**Written request**
Below are records to transcribe exactly, without their pictures.

**Record list**

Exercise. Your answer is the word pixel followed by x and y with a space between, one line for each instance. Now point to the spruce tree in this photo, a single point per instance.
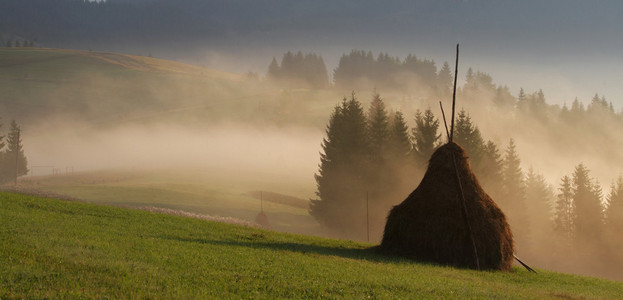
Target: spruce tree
pixel 467 134
pixel 490 170
pixel 564 216
pixel 341 179
pixel 399 142
pixel 444 81
pixel 614 212
pixel 15 162
pixel 513 200
pixel 425 135
pixel 378 128
pixel 538 199
pixel 587 203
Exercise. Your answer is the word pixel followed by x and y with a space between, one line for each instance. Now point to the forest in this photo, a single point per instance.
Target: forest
pixel 371 158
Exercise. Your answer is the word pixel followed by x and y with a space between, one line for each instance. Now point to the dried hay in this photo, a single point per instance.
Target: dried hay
pixel 429 224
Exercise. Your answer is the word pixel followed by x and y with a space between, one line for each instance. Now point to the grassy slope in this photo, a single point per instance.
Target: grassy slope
pixel 109 88
pixel 210 193
pixel 52 248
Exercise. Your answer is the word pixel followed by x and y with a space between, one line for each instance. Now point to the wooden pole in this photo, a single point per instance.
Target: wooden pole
pixel 465 215
pixel 17 157
pixel 456 72
pixel 367 218
pixel 444 121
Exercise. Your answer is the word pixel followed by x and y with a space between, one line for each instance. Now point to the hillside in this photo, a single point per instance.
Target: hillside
pixel 53 248
pixel 39 86
pixel 75 85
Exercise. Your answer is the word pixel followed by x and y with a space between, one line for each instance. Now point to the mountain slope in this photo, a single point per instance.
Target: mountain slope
pixel 53 248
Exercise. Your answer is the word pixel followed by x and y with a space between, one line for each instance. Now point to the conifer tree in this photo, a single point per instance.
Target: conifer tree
pixel 378 128
pixel 425 135
pixel 513 200
pixel 399 142
pixel 587 204
pixel 490 170
pixel 15 162
pixel 538 197
pixel 614 212
pixel 564 217
pixel 444 81
pixel 341 178
pixel 468 136
pixel 274 70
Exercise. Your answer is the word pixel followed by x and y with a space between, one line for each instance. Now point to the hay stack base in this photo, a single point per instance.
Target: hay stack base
pixel 429 224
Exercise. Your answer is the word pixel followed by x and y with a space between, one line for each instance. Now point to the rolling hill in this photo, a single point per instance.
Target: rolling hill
pixel 58 249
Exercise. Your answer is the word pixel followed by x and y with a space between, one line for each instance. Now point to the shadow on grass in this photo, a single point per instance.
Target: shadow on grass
pixel 368 254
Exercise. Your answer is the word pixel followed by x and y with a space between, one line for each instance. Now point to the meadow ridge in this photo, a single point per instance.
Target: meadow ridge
pixel 57 249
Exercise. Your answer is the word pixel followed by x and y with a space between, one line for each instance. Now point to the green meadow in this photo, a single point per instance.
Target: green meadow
pixel 64 249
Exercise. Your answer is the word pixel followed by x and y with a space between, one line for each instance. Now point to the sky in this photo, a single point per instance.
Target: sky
pixel 567 48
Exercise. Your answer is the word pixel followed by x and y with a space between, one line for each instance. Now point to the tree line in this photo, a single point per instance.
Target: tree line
pixel 371 160
pixel 13 162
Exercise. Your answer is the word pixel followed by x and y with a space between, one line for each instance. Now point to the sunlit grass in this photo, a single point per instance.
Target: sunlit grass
pixel 53 248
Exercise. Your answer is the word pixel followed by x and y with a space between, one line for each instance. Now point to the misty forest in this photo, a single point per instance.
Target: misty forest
pixel 131 104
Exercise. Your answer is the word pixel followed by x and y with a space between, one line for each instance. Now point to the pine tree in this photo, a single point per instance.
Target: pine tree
pixel 378 128
pixel 614 212
pixel 15 162
pixel 587 203
pixel 538 198
pixel 425 135
pixel 341 178
pixel 399 143
pixel 468 136
pixel 564 217
pixel 513 201
pixel 490 170
pixel 444 81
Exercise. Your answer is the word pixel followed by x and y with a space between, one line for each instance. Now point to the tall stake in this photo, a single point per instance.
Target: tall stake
pixel 443 114
pixel 17 157
pixel 367 218
pixel 456 72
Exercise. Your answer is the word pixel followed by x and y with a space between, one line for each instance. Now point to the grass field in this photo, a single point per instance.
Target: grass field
pixel 106 89
pixel 57 249
pixel 212 193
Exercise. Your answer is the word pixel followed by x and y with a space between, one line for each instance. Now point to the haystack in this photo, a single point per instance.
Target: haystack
pixel 430 224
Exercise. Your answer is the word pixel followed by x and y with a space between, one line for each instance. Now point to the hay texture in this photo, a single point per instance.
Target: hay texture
pixel 429 224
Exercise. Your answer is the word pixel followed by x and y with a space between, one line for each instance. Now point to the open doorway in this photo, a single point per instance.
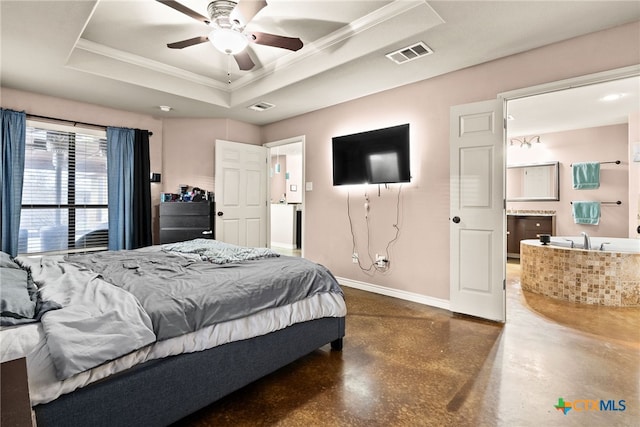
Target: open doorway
pixel 578 120
pixel 286 195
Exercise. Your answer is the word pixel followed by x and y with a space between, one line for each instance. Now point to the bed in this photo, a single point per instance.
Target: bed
pixel 135 337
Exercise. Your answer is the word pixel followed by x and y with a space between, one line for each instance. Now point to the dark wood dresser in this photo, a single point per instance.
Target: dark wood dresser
pixel 180 221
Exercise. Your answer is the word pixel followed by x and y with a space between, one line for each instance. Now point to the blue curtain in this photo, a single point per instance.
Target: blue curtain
pixel 120 166
pixel 141 190
pixel 11 177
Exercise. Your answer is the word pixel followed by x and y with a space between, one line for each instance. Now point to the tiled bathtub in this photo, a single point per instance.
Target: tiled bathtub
pixel 608 278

**Task output**
Exercise. Your answer is the word pixel followed by x and y with a space between, one line for each instance. Now point to the spruce tree in this photo, a single point per instance.
Target: spruce tree
pixel 467 134
pixel 490 170
pixel 564 216
pixel 341 179
pixel 399 142
pixel 444 81
pixel 614 212
pixel 15 162
pixel 513 200
pixel 425 135
pixel 378 128
pixel 538 199
pixel 587 203
Exercise. Your answer is the word pixel followed by x and y with a space between, one line for each instance. Now point to the forest in this photo, a single point per instance.
Target: forest
pixel 371 158
Exercise. Your answer is the word pixel followed by x and y with a space between, one line for each instance. Now point to the dried hay in this photo, a single point per instance.
Target: dried hay
pixel 429 224
Exercise. Your answer is the word pixel followed by x and y with a space between, one line for each instance. Now point to the grassy slope in this photo, a single point per instance.
Target: grassy slope
pixel 109 88
pixel 210 193
pixel 52 248
Exercise. Your answer is the word pixel followed by x and y with a space between, one line for each instance. Now point to the wooden pole in this photo, a single point per instance.
Target: wooden pole
pixel 465 215
pixel 17 157
pixel 456 72
pixel 367 218
pixel 444 121
Exercise. Your answer is the word pixel followed by x and y with a space between, one line for each instance. Now point to the hillside in this photo, a single point per instance.
Target: hillside
pixel 53 248
pixel 39 86
pixel 75 85
Exercise. Your answer is the word pixel followed by x and y with a space between, one line for each instance. Now point to the mountain slope in this photo, a single point per instance.
Target: mountain slope
pixel 53 248
Exercise. Your answer is the word pixel followed by x and y with a space between, one line for each instance. Now point to the conifer tree in this photo, a single point per instance.
Target: conifer tree
pixel 378 128
pixel 425 135
pixel 513 200
pixel 399 142
pixel 587 204
pixel 490 170
pixel 15 162
pixel 538 197
pixel 614 212
pixel 564 217
pixel 444 81
pixel 341 178
pixel 468 136
pixel 274 70
Exercise. Your answer is the word pixel followed by x and y with a space between, one line for each instance. Now point to the hay stack base in this photo, a single point per instance.
Target: hay stack base
pixel 429 224
Exercise. Your answer is the word pixel followed by x and y with a space between, one line for each instance. Now point to the rolling hill in this photo, a single point per instance.
Target: rolling hill
pixel 58 249
Exercise. Your answer is the word pixel followed by x and y with a space between, one line for each instance. Now point to the shadow on grass in this photo, a single point per instance.
Target: shadow on grass
pixel 368 254
Exercise. Your answer is the word pixel followed by x and y with a space between, one line for each instance. Now point to the meadow ridge in this photo, a single point per instance.
Target: meadow ridge
pixel 57 249
Exercise. Your answer is the word pixel followed by x and y with a space between, one line for each instance. Now point to the green meadow in this photo, a single point per instance.
Target: green meadow
pixel 64 249
Exercise. Your answer is the word pixel followed by x and y with a space between, one line for each instance. Now point to the sky in this photo, a single point per instance.
Target: sky
pixel 567 48
Exercise. Your answer is the word pixel followed by x and y with a space between, one line for each instance. Now point to the tree line in this photo, a single point per instance.
Target: tree line
pixel 371 160
pixel 13 162
Exercise. Your answer is the word pixel followed by x and y with a space between, one line for each instance. Now point to the sunlit grass in this photo, a single point per instance.
Target: sunlit grass
pixel 53 248
Exercise. Your answer is the word pixel followed by x and y with a space between, one line for each instance. Now point to the misty forest in this photo, a single point per instance.
Target: misty forest
pixel 131 104
Exercise. Your answer is the word pixel followed by x and y with a space between, one line for each instance. Now point to the pine tree in this photo, a single point per instance.
Target: pine tree
pixel 378 128
pixel 614 212
pixel 15 162
pixel 587 203
pixel 538 198
pixel 425 135
pixel 341 178
pixel 399 143
pixel 468 136
pixel 564 217
pixel 513 201
pixel 490 170
pixel 444 81
Exercise. Your answer is the word pixel followed by x and y with a space between, one line for each instance. Now point to the tall stake in this photo, a single point per instance.
Target: tall stake
pixel 443 114
pixel 17 157
pixel 367 218
pixel 456 72
Exercise. Your answer is the word pixel followed by x and y with a space between, one line for each instance. Now point to the grass field in this photo, a single point per instance.
Target: grass field
pixel 106 89
pixel 57 249
pixel 212 193
Exercise. Your answer is the word pixel followed by x and y with a space between, one line for each instance. Now point to the haystack in this photo, a single point per instance.
Target: haystack
pixel 430 224
Exercise. Your answer is the word pixel followed by x and y with a space between, one line for each instance. Now point to the hay texture in this photo, a single point per instance.
Target: hay texture
pixel 429 224
Exercise. Your answer is the word pixel followed by x and y with a space between, one line for each instance. Now point to the open doorway in this photo, a single point per instance.
Target: open doorway
pixel 578 120
pixel 286 195
Exercise. Your answer is the word pixel followed by x and y with a space between, one line for each instance. Now point to the bed in this photo, a single point per instance.
Target: bed
pixel 135 337
Exercise. Your answer is the word pixel followed by x and y with a space between, one line for each instance. Now point to the dark wood dresser in this photo, a single point per instance.
Target: dark wood dresser
pixel 180 221
Exercise. Your answer is the word pixel followed by x and y with a space between, one line for each instance. Now point to the blue curtain in this photo, a single point per instance.
Target: blue curtain
pixel 120 166
pixel 141 190
pixel 11 177
Exercise. Your answer is the word pixel followed by x and y with a space between, one line for each instance. Now point to the tiled bathtub in this photo, a single point per instance.
Target: tiled bathtub
pixel 608 278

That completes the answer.